* _DO THIS_
From the data below, copy each line that contains the word "roof".

Position identification records
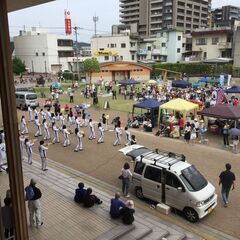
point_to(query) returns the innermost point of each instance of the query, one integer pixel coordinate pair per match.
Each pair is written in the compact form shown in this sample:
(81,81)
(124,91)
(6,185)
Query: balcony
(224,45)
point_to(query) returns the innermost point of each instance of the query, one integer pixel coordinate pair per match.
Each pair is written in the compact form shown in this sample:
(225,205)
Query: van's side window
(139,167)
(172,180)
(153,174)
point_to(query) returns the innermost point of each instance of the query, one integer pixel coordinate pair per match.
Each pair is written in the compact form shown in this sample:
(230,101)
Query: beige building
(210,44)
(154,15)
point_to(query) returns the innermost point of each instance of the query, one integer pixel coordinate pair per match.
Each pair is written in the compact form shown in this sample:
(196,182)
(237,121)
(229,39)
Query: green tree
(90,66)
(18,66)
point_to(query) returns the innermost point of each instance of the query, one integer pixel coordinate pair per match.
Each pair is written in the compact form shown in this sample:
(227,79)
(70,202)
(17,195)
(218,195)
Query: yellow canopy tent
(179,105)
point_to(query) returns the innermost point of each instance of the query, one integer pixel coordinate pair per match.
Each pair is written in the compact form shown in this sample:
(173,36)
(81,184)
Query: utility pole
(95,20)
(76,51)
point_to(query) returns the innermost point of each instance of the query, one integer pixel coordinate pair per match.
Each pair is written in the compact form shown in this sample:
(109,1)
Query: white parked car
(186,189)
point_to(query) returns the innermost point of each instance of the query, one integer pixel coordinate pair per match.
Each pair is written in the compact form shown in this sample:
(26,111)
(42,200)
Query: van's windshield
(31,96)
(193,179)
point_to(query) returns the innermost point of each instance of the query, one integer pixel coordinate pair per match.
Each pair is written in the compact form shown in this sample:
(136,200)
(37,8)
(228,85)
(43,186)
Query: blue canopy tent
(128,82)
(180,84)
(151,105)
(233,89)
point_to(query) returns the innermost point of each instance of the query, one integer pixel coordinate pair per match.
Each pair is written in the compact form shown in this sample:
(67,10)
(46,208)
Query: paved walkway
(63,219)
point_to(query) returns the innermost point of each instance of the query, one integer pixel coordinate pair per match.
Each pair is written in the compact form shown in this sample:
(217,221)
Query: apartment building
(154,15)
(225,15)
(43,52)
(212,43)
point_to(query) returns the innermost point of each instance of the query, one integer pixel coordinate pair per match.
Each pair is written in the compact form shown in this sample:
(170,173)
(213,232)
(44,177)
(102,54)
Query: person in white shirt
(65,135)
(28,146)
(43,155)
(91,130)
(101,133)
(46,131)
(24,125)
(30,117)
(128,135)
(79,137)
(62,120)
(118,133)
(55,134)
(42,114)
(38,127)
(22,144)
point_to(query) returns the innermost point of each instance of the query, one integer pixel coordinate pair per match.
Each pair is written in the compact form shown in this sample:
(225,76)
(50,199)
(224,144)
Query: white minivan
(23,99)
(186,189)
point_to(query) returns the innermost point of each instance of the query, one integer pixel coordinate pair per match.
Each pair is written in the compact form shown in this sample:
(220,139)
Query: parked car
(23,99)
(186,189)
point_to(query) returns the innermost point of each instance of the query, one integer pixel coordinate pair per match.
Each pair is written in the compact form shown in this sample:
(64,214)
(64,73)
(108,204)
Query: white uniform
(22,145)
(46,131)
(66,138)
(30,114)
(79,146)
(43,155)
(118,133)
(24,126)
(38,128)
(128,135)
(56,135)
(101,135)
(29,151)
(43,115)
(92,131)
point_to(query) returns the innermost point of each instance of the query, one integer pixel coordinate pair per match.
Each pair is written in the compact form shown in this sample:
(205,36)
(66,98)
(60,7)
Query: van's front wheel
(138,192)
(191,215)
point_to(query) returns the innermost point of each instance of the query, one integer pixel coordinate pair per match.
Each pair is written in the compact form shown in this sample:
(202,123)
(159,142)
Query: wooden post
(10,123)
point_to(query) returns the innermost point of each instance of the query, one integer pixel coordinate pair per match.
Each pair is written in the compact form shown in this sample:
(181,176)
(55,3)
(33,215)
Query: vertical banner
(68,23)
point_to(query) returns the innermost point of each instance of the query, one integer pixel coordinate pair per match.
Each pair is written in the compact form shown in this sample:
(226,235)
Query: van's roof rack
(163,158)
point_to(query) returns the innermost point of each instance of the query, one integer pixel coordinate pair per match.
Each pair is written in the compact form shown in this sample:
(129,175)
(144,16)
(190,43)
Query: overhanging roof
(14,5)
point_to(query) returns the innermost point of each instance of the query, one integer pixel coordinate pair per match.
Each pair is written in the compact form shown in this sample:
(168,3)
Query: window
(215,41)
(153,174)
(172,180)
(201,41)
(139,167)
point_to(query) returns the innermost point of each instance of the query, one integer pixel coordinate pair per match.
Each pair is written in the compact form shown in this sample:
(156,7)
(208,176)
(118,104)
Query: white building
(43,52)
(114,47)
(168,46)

* _ANSWER TO THE EXERCISE_
Query: van's roof rack
Query: overhanging roof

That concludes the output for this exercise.